Belge bölümü:
%%

28 Kasım 2021 00:14

Rus gazeteciliği ve kitlesel medyanın yeni zorluğu

IPI üyesi ve PEN Moskova Direktörü Nadezda Azhgkhina, Rusya’da gazeteci cinayetlerini, gazetecilerin yaşadığı hak ihlallerini ve sansürü yazdı.

Nadezda Azhgkhina | Fotoğraf: IPI

Paylaş

Nadezda AZHGKHINA
IPI üyesi ve PEN Moskova Direktörü

İlk Rus gazete St. Petersburg Vedomosti, 1 Ocak 1703’te kuruldu. Gazete, Rus Çarı Büyük Peter‘in öncelikle Avrupalı hükümdarları kendi aktiviteleri hakkında bilgilendirmek, daha sonra da kendi memurlarına çarın emir ve kararnamelerini bildirmek için direkt aracı olarak kuruldu. Sansür, Rus gazeteciliği ile birlikte doğmuş oldu.

Moskova Üniversitesi profesörleri 1755’te kendi yayınevlerini kurmak için izin alarak Moskova Periyodik Vedomosty adlı yayınevini kurdular. Yayınevi, Fransız Devrimi’nin fikirlerini takip etti. O zamandan bu yana, neredeyse üç asırdır, Rus gazeteciliği hep katı bir sansür uygulaması ile özgürlük rüyasının, emperyalist ve daha sonra Sovyet rejimlerin resmi propagandası ile ifade özgürlüğü, halk ile yönetim arasında açık iletişim, herkes için adalet ve humanizm taleplerine dayanan liberal gelişmelerin arasında denge kurmak durumunda kaldı. En cesur, özgür fikirli editör ve yazarlar direkt olarak baskı ve hatta bazen hapis, sürgün ile yüzleşti ancak özgürlük rüyası hiç ölmedi.

Rus yazarlar, sansürün üstesinden gelebilmek için “Ezop dili” denilen “satır aralarında mesaj veren” özel bir yazım sanatı geliştirdiler. Metaforik, çağrışıma dayalı ve diğer sanatsal formları da kullanarak okuyucunun da “satır aralarını okuduğu” bir yöntemle ana mesajı sundular.

%%

Sağlanan veriler:

%%

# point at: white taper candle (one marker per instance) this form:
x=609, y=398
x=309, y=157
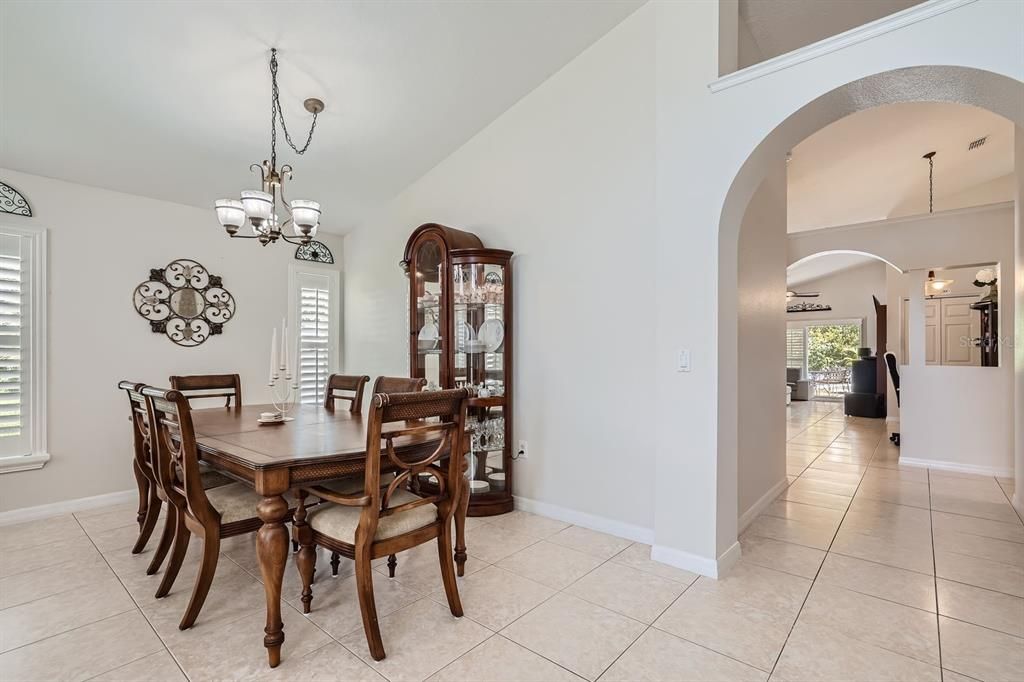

%%

Görevler:
[1] Rus gazeteciliği üzerine olan metne göre ilk Rus gazetesi St. Petersburg Vedomosti hangi tarihte kuruldu?
[2] Aşağıdaki ifadelerin Rus gazeteciliği üzerine olan metinle uyuşup uyuşmadığını belirtin. Her biri için evet ya da hayır deyin ve kararı belirleyen sözcükleri metinden aynen aktarın.
(a) Moskova Periyodik Vedomosty yayınevini 1755’te Moskova Üniversitesi profesörleri kurdu.
(b) Moskova Periyodik Vedomosty yayınevi Amerikan Devrimi’nin fikirlerini takip etti.
(c) Rus yazarlar sansürü aşmak için “Ezop dili” adı verilen bir yazım sanatı geliştirdi.

Çözümler:
[1] 1 Ocak 1703’te kuruldu.

[2]
(a) Evet: "Moskova Üniversitesi profesörleri 1755’te kendi yayınevlerini kurmak için izin alarak Moskova Periyodik Vedomosty adlı yayınevini kurdular."
(b) Hayır: "Yayınevi, Fransız Devrimi’nin fikirlerini takip etti."
(c) Evet: "Rus yazarlar, sansürün üstesinden gelebilmek için “Ezop dili” denilen “satır aralarında mesaj veren” özel bir yazım sanatı geliştirdiler."